◆ **Problem requirements**: An exact copy of all the records is the expected answer.

[Natural language region descriptions]

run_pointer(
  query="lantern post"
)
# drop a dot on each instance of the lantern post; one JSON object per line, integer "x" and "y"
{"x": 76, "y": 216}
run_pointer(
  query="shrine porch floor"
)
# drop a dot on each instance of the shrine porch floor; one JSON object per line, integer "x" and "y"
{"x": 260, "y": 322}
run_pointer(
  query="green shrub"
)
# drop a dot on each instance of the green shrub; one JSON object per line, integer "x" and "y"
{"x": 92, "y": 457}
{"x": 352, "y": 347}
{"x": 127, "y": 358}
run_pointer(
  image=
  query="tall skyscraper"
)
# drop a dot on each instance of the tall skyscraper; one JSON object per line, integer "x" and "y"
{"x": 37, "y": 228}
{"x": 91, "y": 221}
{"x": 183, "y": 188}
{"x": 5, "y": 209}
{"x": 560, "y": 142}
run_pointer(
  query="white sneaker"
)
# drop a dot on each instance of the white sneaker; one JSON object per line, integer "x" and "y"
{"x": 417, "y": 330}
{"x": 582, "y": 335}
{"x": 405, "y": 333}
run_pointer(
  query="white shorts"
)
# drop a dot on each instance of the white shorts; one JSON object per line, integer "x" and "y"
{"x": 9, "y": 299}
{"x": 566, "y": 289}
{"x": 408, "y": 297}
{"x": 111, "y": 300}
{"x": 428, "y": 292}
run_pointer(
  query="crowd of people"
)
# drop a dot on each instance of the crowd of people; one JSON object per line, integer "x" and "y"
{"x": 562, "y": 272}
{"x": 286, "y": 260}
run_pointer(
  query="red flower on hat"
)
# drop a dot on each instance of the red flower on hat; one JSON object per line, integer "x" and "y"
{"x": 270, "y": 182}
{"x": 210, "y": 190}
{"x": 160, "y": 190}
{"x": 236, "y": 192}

◆ **Result of the task**:
run_pointer(
  query="lantern post"
)
# drop a dot on each instance of the lantern post; one JSON object per line, integer "x" and "y"
{"x": 76, "y": 216}
run_pointer(
  query="shrine porch floor"
)
# drop a dot on each instance of the shrine porch floor; one JSON object per line, integer "x" and "y"
{"x": 260, "y": 322}
run_pointer(
  query="green shrub"
)
# drop a dot on each instance of the green shrub; one JSON object per line, integer "x" and "y"
{"x": 92, "y": 457}
{"x": 352, "y": 347}
{"x": 127, "y": 358}
run_pointer(
  image=
  query="tall skyscraper"
)
# drop a dot on each instance of the tall skyscraper; one JSON object per line, integer "x" and "y"
{"x": 37, "y": 228}
{"x": 91, "y": 221}
{"x": 183, "y": 188}
{"x": 5, "y": 209}
{"x": 560, "y": 142}
run_pointer(
  query="white sneaker"
)
# drop a dot on each instance of the white sneaker; one JSON object per line, integer "x" and "y"
{"x": 417, "y": 330}
{"x": 582, "y": 335}
{"x": 405, "y": 333}
run_pointer(
  query="white shorts"
)
# drop a dot on each instance of the white shorts; one JSON object per line, integer "x" and "y"
{"x": 9, "y": 299}
{"x": 566, "y": 289}
{"x": 408, "y": 297}
{"x": 111, "y": 300}
{"x": 428, "y": 292}
run_pointer(
  query="crowd of people"
)
# drop a dot on each instance of the crowd of people; one JSON object per line, integer "x" and "y"
{"x": 562, "y": 272}
{"x": 286, "y": 260}
run_pointer(
  query="red flower on hat"
)
# drop a dot on each instance of the red flower on hat; one JSON object per line, integer "x" and "y"
{"x": 270, "y": 182}
{"x": 210, "y": 190}
{"x": 160, "y": 190}
{"x": 236, "y": 192}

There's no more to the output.